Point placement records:

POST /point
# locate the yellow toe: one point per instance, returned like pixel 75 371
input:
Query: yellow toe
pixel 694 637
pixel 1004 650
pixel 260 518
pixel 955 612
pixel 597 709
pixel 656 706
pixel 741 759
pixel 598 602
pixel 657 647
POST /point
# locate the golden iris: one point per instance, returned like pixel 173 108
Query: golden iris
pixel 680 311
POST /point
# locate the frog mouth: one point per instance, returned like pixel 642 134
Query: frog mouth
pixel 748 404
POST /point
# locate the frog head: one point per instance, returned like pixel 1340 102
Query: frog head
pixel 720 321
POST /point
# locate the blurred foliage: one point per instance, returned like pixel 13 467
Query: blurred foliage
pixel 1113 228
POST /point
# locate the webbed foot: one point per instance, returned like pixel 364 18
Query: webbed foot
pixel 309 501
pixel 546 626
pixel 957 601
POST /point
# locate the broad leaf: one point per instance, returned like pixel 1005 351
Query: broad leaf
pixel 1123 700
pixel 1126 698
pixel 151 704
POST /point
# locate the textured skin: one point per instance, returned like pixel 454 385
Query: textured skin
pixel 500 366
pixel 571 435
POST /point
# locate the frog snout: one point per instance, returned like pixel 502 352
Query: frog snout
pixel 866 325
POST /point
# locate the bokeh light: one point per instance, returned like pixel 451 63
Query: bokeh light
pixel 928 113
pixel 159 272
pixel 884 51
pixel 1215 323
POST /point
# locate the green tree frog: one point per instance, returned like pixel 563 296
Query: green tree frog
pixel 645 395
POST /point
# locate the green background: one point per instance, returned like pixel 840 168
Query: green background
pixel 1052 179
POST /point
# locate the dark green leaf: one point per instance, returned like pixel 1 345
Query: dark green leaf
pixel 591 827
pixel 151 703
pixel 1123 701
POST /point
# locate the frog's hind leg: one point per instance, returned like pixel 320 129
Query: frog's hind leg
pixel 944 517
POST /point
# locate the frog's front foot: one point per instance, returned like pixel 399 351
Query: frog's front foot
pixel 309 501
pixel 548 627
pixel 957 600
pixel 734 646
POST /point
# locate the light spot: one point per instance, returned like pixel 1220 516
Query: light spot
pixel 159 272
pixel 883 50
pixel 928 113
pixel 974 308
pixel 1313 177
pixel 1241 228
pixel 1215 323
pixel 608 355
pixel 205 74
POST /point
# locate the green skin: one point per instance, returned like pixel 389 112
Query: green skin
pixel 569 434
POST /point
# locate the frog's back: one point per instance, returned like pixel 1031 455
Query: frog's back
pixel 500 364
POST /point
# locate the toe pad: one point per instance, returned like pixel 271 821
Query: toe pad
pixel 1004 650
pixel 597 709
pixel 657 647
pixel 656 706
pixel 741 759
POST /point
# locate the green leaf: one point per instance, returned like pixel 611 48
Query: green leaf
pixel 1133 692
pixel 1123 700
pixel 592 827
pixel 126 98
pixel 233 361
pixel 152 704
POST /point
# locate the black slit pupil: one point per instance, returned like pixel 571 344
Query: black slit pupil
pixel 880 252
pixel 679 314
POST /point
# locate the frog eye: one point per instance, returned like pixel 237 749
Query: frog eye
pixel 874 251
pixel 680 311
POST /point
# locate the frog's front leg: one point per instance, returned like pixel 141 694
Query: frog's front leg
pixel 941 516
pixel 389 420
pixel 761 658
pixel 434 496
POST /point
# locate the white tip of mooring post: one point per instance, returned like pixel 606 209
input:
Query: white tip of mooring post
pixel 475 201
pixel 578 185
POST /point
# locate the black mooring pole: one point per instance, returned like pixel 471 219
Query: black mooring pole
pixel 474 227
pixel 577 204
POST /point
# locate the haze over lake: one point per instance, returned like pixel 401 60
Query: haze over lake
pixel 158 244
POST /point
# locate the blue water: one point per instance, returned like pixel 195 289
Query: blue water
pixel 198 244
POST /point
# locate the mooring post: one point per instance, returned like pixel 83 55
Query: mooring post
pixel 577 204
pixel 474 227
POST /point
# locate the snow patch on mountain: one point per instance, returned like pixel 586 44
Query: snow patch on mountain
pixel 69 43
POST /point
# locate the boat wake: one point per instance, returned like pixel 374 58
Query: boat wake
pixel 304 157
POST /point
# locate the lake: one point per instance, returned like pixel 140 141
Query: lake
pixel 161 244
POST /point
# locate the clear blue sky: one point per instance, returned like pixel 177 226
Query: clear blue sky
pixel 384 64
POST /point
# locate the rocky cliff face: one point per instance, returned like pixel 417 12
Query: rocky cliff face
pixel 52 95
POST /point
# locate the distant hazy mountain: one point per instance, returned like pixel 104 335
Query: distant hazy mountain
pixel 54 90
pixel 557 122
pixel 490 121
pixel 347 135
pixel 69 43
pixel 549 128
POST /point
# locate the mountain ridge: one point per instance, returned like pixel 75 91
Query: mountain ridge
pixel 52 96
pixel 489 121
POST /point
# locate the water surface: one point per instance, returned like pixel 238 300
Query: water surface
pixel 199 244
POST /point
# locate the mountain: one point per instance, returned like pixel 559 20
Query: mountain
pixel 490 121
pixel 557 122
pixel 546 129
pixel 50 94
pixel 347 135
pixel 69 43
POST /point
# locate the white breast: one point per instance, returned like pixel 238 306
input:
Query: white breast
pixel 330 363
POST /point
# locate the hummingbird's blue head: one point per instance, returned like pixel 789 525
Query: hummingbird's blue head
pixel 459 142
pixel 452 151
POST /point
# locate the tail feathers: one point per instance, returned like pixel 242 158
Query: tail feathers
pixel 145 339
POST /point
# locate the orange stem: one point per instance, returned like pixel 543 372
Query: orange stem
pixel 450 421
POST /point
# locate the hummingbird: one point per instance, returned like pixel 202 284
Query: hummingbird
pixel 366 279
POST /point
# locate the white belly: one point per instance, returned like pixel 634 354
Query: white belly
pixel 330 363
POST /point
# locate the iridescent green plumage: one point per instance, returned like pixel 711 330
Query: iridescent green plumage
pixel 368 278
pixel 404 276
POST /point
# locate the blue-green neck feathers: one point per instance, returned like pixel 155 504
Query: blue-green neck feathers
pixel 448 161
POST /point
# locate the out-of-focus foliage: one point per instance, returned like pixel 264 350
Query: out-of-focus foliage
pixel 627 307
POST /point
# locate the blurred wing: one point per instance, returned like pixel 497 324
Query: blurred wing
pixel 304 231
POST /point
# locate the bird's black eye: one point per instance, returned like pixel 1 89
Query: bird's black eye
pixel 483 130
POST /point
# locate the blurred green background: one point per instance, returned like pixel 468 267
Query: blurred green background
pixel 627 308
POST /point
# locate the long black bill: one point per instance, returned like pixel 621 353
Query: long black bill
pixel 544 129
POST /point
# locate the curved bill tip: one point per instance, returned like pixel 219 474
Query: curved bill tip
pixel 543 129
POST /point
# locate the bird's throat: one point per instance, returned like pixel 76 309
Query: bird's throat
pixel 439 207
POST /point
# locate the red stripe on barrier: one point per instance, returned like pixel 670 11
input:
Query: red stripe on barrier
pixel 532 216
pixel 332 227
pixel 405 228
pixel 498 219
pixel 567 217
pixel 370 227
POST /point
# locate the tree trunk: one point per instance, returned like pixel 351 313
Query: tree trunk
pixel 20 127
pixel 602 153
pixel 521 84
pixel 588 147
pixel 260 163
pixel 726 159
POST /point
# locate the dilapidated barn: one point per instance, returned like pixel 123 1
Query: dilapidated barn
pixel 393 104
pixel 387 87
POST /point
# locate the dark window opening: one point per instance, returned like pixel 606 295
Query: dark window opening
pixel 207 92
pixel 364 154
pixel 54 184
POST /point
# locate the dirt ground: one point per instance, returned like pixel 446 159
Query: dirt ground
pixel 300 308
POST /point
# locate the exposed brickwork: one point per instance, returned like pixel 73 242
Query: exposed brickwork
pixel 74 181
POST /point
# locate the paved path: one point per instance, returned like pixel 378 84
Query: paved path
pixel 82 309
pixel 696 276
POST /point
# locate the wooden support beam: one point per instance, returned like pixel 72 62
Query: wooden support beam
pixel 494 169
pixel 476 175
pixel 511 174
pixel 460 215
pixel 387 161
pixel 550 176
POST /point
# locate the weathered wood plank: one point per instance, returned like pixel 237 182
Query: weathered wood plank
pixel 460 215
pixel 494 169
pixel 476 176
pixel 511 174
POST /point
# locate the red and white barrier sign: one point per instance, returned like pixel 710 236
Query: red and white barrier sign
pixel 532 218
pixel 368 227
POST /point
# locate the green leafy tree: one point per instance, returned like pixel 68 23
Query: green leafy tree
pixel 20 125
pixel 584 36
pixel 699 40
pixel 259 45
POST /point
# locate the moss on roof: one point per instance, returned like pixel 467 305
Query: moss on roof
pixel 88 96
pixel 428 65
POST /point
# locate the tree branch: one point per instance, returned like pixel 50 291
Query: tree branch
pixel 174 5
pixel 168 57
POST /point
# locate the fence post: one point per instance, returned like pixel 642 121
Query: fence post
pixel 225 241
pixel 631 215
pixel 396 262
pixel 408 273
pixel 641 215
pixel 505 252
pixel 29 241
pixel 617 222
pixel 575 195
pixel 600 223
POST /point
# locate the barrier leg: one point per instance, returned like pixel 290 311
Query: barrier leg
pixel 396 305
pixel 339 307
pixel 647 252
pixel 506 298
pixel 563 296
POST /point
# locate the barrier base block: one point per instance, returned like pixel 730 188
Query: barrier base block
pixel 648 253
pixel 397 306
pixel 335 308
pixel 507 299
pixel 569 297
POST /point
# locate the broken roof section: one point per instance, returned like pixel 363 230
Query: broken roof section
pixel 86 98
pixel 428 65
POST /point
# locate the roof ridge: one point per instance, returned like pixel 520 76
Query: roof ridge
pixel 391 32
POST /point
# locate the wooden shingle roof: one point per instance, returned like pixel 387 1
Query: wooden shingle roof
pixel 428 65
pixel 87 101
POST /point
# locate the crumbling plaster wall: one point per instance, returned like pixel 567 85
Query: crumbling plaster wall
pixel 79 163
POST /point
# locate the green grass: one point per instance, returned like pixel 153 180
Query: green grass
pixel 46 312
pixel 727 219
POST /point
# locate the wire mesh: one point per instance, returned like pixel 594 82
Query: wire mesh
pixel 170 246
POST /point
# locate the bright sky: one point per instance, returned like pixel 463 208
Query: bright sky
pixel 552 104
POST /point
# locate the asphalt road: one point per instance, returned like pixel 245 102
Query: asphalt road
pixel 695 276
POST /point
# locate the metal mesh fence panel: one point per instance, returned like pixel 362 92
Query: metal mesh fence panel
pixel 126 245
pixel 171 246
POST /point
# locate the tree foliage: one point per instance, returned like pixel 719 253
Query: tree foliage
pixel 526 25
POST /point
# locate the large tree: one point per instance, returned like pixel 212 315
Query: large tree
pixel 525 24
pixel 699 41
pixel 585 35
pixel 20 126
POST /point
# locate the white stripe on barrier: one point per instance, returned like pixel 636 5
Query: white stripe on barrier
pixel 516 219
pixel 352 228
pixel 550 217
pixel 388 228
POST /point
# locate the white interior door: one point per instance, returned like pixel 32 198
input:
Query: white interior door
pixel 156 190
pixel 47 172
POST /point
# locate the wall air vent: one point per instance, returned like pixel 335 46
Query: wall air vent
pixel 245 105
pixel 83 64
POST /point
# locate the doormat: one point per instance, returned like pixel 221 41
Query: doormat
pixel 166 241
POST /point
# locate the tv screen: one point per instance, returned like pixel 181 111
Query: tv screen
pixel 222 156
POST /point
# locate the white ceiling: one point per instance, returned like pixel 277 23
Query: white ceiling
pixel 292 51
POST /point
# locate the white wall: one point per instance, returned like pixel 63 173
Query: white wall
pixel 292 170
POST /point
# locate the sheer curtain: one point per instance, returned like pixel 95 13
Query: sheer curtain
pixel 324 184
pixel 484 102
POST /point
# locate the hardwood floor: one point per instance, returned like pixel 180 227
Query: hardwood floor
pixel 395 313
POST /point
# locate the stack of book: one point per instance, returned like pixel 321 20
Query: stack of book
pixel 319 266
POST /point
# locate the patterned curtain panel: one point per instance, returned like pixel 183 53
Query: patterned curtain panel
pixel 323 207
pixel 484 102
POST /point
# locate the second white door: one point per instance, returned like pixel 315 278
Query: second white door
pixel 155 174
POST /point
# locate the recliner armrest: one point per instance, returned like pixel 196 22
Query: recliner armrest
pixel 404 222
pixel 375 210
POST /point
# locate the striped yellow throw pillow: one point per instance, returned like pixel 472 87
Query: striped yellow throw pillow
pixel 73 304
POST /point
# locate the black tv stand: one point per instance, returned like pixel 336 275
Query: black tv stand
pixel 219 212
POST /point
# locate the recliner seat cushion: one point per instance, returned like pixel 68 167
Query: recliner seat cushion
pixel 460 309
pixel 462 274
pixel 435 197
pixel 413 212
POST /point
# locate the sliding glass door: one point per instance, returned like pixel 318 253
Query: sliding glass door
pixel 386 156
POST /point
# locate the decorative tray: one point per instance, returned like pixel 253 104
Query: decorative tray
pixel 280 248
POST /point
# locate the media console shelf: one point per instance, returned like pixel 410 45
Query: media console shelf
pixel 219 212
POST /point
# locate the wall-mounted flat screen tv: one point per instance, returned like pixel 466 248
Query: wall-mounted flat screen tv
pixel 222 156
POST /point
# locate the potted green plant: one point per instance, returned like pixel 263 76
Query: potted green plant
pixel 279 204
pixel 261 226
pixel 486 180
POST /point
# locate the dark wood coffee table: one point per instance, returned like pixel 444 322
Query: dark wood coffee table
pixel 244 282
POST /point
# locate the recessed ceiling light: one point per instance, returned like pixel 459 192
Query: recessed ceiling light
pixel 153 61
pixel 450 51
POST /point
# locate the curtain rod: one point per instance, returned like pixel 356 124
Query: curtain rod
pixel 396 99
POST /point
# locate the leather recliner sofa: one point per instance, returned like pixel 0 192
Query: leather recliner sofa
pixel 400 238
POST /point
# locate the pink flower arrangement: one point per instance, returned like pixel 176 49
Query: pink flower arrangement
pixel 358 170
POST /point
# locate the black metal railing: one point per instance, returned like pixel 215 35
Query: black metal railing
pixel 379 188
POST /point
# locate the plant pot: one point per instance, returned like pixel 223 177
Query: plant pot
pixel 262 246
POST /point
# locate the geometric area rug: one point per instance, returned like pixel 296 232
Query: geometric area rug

INSTRUCTION
How many lines of the data above contain the string "path"? Reply with the number alone.

ANSWER TO THE EXERCISE
2